## Data to process
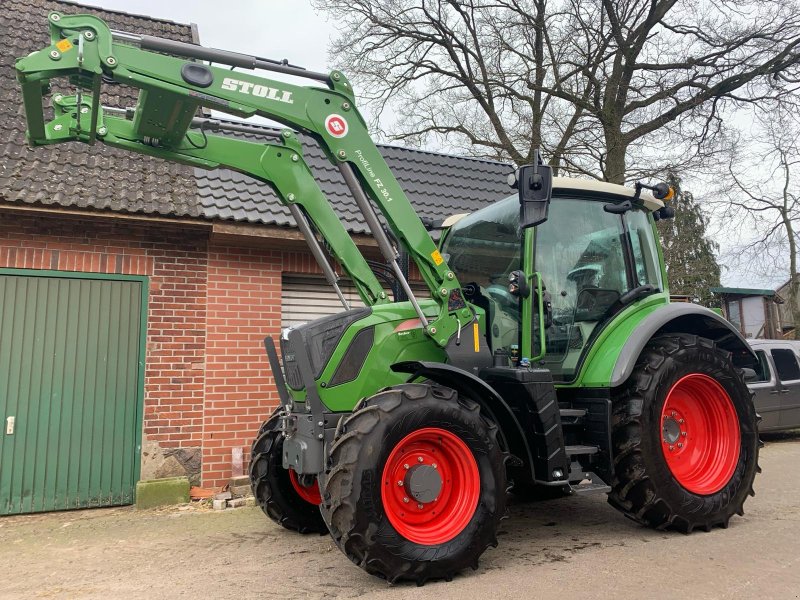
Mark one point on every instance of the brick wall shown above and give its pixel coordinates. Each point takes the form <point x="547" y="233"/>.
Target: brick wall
<point x="208" y="385"/>
<point x="175" y="260"/>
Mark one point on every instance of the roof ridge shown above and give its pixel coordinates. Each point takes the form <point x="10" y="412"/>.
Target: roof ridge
<point x="122" y="12"/>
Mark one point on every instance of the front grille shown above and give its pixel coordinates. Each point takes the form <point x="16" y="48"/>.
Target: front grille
<point x="320" y="338"/>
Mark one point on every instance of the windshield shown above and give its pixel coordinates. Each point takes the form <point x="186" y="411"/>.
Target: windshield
<point x="482" y="249"/>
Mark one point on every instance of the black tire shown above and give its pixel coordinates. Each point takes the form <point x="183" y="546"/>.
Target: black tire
<point x="643" y="486"/>
<point x="272" y="486"/>
<point x="351" y="493"/>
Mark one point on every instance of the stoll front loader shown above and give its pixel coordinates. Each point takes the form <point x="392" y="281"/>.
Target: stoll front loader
<point x="546" y="354"/>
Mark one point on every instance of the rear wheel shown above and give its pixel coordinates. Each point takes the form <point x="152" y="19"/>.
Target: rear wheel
<point x="685" y="437"/>
<point x="290" y="500"/>
<point x="416" y="484"/>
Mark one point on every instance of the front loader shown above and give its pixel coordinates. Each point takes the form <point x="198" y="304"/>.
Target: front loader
<point x="545" y="356"/>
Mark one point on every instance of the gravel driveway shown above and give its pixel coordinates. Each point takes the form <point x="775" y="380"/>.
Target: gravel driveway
<point x="572" y="547"/>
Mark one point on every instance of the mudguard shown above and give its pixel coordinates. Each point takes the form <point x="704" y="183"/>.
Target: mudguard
<point x="491" y="403"/>
<point x="681" y="317"/>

## Problem statement
The string "takes" may appear in lines of the listing above; tally those lines and give the number only.

## Task output
10